Saved entries:

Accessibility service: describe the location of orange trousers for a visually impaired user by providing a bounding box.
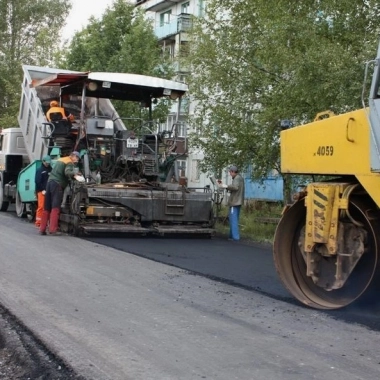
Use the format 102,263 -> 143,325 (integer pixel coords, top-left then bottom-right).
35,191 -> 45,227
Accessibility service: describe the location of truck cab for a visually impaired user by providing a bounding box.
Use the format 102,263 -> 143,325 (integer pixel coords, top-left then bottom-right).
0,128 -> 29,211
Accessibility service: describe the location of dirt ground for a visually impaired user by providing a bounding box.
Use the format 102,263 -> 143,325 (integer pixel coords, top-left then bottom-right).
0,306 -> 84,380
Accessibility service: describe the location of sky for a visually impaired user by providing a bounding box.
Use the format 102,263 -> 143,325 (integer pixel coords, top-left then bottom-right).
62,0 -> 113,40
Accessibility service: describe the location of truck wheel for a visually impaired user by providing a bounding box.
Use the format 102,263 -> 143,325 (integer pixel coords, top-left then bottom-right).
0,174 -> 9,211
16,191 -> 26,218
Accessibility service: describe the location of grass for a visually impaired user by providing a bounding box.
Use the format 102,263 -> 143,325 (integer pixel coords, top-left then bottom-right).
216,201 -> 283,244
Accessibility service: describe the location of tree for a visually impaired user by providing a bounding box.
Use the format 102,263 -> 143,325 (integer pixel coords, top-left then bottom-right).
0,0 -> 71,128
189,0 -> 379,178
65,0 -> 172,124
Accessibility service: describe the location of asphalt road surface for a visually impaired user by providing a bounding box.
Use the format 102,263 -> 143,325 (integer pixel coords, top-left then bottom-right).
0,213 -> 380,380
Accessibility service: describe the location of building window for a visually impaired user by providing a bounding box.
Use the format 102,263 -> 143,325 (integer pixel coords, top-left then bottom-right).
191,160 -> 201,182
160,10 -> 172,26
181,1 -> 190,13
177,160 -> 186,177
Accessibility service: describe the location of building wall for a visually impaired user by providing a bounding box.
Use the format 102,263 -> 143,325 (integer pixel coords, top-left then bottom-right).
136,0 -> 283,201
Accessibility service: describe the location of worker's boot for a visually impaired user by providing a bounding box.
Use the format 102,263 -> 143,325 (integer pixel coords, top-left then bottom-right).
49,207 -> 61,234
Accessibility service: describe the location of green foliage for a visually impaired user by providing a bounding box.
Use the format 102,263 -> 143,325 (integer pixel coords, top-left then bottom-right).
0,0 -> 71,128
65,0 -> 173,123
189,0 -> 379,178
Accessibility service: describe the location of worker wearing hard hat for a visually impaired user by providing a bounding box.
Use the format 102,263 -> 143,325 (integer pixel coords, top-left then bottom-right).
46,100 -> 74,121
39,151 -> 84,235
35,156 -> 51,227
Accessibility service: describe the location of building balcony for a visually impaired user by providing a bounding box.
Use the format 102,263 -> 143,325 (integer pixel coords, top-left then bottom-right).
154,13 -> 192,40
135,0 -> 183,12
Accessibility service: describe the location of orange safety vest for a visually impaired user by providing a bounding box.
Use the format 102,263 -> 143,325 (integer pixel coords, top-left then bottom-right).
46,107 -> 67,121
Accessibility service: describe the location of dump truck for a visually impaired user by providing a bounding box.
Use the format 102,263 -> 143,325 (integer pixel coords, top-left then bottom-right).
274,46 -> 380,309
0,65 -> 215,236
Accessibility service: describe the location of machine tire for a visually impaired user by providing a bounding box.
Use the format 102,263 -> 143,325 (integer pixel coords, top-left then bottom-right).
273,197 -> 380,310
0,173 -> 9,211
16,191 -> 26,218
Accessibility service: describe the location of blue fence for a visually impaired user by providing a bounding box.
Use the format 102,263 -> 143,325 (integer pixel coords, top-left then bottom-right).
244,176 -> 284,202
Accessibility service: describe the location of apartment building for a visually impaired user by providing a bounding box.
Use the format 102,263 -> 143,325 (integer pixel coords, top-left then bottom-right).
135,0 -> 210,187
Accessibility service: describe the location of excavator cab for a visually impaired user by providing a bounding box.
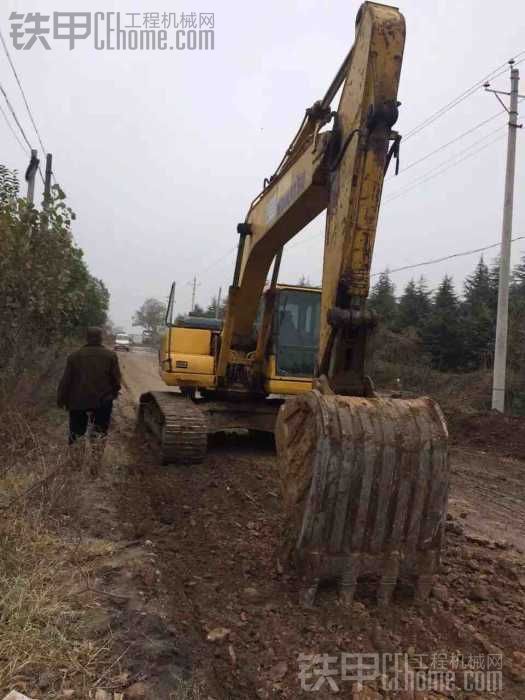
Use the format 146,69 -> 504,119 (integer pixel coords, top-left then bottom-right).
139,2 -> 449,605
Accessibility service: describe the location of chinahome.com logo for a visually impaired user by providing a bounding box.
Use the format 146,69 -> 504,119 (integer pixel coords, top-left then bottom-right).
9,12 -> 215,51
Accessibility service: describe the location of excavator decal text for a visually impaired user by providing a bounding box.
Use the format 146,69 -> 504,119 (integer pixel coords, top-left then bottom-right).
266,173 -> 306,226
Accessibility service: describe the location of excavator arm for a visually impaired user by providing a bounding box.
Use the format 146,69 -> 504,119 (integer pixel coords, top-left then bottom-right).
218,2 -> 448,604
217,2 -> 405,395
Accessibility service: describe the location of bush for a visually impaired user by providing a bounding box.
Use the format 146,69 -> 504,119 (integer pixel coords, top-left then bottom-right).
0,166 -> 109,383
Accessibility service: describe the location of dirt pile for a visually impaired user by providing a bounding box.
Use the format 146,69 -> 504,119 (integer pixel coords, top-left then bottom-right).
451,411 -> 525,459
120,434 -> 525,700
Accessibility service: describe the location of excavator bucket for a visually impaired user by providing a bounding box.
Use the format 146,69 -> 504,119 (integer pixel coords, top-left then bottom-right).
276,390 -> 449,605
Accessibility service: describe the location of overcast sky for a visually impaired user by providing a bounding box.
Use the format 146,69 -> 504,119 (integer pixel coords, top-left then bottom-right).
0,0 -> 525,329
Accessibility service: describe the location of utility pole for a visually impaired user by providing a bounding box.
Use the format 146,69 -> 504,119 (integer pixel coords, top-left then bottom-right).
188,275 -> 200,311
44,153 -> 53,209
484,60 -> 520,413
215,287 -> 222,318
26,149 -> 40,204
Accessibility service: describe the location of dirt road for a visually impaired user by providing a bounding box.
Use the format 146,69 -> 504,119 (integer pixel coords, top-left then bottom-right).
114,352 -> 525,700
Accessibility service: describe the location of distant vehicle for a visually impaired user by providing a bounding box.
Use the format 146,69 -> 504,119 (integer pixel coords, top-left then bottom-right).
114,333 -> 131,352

==

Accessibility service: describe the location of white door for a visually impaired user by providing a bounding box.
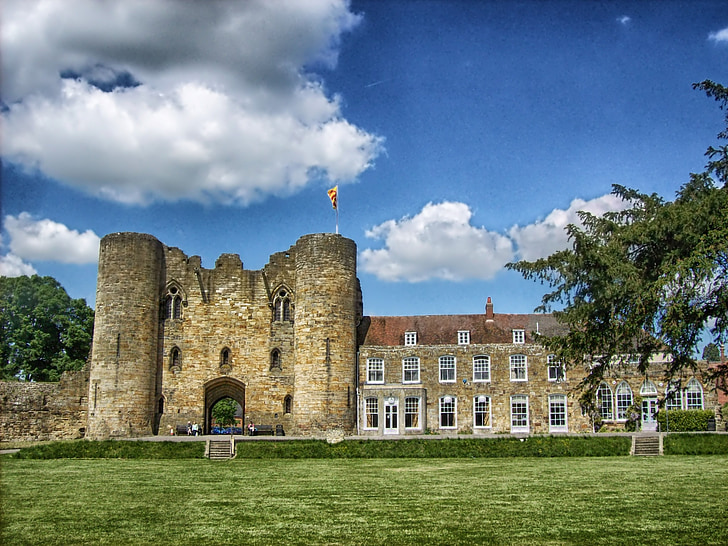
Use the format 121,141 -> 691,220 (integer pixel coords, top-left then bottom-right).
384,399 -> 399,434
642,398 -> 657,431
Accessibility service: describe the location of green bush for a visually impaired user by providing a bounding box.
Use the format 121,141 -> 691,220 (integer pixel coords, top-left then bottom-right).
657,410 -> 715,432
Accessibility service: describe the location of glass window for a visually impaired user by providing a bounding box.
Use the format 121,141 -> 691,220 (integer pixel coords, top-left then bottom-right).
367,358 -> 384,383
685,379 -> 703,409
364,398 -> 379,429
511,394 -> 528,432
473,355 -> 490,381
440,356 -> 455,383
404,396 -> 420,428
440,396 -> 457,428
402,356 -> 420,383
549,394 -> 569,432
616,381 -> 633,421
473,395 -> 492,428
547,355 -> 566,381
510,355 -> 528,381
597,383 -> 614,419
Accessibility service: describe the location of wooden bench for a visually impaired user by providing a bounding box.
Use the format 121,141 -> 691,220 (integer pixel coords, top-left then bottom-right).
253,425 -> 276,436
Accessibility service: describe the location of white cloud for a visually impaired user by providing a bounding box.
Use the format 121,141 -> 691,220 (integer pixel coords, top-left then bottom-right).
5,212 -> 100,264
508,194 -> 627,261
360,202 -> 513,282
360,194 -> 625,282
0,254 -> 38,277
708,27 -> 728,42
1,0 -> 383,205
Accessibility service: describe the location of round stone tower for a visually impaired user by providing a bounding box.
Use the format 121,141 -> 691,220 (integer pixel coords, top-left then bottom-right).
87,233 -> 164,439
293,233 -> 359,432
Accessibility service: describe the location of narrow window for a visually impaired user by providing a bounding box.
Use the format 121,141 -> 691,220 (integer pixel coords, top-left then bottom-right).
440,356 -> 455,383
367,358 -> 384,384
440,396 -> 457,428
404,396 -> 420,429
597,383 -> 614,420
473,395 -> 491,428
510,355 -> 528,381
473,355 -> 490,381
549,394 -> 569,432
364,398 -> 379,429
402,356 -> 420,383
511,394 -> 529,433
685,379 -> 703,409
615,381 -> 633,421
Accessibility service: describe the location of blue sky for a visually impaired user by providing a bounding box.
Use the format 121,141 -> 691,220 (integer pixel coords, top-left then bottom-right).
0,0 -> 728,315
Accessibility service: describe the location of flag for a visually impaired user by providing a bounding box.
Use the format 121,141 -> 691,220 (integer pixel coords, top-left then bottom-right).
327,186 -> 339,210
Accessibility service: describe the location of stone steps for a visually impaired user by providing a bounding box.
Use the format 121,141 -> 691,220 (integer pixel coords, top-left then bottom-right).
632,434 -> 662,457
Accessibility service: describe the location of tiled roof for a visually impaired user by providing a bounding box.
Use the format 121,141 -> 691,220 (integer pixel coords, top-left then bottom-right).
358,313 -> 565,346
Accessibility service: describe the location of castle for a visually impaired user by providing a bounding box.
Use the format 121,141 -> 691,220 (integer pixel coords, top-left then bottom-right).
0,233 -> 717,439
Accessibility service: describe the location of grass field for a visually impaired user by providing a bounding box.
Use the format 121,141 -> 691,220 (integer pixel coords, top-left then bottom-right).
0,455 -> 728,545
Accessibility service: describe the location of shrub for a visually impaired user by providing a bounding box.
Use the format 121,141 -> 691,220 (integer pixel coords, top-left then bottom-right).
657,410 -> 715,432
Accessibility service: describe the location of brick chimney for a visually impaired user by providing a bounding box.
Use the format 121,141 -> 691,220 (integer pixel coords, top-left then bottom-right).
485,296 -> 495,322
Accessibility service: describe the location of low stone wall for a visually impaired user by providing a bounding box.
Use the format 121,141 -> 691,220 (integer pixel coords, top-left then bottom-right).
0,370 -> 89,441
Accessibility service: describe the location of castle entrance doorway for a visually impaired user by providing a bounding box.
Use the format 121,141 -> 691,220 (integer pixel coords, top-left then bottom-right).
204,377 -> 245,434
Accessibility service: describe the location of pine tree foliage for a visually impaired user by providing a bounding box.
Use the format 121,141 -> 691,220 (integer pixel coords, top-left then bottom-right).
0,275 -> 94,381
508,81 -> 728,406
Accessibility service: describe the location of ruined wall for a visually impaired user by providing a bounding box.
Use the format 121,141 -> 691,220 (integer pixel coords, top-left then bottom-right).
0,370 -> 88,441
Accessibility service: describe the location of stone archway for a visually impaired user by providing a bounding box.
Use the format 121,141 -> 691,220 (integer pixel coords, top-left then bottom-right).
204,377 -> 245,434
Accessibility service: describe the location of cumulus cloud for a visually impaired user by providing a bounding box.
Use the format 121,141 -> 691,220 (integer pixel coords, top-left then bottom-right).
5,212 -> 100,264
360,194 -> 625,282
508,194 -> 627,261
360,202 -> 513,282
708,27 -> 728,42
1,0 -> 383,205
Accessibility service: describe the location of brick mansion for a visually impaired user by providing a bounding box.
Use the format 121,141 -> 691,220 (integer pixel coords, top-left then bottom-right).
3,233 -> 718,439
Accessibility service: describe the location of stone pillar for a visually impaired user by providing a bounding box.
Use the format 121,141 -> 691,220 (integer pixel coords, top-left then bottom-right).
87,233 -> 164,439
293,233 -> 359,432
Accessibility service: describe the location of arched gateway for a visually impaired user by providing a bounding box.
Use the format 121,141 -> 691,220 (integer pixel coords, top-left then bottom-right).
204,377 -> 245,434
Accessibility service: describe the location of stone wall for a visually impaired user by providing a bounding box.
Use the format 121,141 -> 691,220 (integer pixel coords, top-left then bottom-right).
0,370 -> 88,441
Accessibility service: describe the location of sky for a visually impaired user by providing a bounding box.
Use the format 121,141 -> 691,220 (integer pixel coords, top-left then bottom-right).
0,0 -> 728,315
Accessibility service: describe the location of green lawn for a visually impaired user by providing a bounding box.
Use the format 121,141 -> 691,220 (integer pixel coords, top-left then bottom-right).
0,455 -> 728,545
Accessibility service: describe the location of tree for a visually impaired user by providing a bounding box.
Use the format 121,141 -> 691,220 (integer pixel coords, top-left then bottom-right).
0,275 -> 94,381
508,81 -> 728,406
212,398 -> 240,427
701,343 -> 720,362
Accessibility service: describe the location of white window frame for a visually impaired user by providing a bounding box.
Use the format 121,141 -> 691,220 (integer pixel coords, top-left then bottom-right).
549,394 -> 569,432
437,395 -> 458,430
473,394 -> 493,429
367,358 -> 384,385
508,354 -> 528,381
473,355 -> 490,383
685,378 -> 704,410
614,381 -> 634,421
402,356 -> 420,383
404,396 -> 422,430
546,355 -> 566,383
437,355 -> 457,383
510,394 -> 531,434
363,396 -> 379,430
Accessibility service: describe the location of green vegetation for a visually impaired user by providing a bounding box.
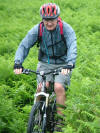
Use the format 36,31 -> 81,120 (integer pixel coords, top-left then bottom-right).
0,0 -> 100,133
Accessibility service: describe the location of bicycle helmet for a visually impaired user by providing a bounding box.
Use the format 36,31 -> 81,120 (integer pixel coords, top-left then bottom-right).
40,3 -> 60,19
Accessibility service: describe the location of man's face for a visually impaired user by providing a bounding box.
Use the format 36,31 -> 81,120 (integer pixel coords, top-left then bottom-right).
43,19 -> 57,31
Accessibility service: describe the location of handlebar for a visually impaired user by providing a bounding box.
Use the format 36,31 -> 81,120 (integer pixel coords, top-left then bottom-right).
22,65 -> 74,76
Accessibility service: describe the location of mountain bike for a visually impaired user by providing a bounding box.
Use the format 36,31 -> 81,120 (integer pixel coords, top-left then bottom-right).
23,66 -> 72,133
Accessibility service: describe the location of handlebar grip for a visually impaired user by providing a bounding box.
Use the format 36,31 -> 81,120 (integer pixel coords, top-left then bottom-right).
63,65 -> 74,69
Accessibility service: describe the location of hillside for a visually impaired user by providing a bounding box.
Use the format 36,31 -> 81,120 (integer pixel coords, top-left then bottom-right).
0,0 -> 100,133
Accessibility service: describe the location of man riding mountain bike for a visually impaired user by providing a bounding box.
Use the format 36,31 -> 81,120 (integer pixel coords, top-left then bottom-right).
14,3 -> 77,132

---

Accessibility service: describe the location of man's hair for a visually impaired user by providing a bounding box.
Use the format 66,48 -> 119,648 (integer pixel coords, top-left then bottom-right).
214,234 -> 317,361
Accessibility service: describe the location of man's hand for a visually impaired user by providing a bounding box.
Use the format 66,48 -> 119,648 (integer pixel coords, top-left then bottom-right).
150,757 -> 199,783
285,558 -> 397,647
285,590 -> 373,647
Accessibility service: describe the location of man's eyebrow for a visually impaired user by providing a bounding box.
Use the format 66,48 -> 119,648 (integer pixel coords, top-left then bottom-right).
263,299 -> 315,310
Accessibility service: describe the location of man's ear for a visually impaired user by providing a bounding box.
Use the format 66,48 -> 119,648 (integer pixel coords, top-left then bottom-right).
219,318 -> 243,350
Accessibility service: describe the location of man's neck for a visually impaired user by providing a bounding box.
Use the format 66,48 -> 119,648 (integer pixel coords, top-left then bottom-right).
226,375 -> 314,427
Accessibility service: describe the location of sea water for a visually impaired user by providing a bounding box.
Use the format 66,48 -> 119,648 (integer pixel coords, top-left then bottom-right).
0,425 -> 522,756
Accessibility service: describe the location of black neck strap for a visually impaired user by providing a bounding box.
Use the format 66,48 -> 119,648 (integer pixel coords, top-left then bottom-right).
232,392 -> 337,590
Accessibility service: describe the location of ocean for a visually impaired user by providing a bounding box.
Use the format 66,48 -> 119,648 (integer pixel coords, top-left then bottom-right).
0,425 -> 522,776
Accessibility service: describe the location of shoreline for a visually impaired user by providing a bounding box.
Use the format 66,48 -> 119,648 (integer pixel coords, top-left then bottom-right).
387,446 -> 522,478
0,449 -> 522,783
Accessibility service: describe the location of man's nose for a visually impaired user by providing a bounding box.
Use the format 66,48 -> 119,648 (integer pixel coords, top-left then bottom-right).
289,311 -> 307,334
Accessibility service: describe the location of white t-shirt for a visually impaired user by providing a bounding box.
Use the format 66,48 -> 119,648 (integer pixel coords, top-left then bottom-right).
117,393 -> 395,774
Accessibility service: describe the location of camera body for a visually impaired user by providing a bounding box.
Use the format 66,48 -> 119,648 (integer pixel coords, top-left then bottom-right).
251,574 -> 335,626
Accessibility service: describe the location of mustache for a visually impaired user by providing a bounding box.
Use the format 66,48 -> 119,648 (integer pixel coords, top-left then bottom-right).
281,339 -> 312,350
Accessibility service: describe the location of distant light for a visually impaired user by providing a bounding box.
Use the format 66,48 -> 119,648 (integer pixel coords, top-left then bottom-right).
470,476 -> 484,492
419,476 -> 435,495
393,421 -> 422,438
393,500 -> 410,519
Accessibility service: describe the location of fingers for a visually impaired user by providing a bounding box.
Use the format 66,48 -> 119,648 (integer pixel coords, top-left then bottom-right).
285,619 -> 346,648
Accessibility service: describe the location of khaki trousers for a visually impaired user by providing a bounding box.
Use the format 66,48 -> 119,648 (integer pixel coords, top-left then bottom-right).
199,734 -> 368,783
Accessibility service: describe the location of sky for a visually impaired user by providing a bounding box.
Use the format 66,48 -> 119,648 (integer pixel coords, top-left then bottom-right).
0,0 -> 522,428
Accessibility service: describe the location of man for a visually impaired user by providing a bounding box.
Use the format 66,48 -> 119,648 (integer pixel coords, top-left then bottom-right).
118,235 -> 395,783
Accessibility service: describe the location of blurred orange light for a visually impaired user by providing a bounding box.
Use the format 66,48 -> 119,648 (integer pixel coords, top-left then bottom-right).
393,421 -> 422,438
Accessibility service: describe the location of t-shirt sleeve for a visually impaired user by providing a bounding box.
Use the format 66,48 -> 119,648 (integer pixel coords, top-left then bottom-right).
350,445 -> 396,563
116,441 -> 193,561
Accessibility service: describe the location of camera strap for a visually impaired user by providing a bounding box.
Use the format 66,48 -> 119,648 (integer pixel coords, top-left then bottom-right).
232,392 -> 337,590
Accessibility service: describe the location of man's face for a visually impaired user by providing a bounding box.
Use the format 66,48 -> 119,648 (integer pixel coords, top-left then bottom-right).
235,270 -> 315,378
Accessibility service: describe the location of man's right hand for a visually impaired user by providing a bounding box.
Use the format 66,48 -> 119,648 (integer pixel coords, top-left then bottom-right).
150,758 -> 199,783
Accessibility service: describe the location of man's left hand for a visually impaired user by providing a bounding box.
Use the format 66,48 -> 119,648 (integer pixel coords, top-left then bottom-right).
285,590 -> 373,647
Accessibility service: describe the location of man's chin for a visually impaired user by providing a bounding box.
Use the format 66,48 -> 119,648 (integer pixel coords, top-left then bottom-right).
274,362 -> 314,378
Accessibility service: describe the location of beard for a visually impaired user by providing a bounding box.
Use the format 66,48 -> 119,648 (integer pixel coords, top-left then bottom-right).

CHALLENGE:
Give the stretch of records from the line containing "Accessibility service: describe the location of apartment" through the line containing "120,434 -> 525,700", both included, as a JSON list of strings with one string per line and blank lines left out. Leave the pictures out of the list.

FULL OUTPUT:
[
  "Accessibility service: describe the location of apartment building for a visually impaired user by providing a bounding box.",
  "Use the format 102,263 -> 143,325 (integer pixel coords, top-left then bottom-right).",
  "135,0 -> 210,187",
  "Accessibility service: describe the location of excavator cab for a visually impaired user by providing a bounding box.",
  "Use the format 146,69 -> 504,119 (integer pixel coords, top-left then bottom-right).",
  "139,2 -> 449,605",
  "Accessibility service: describe the location of chinahome.com logo for a visually impaired user by providing a bounding box.",
  "Use the format 146,69 -> 504,119 (integer pixel coords, top-left then bottom-right).",
  "9,12 -> 215,51",
  "Accessibility service: describe the location of excavator decal text for a visually impaired user by providing a bounding box.",
  "Use the format 146,69 -> 504,119 (integer pixel coords, top-left then bottom-right).",
  "266,173 -> 306,226",
  "Accessibility service: describe the location of excavator arm for a visually impaired user by providing a bounding box.",
  "Use the format 146,69 -> 504,119 (integer pixel coords, top-left then bottom-right).",
  "218,2 -> 448,604",
  "217,2 -> 405,395",
  "Accessibility service: describe the location of bush for a visually impaired user by providing a bounding box.",
  "Use the format 146,69 -> 504,119 (integer pixel coords, top-left then bottom-right).",
  "0,166 -> 109,383",
  "Accessibility service: describe the location of dirt pile for a visually impaired user by providing a bounding box.",
  "Use the format 146,69 -> 504,119 (integer pixel coords, top-left then bottom-right).",
  "451,411 -> 525,459",
  "120,434 -> 525,700"
]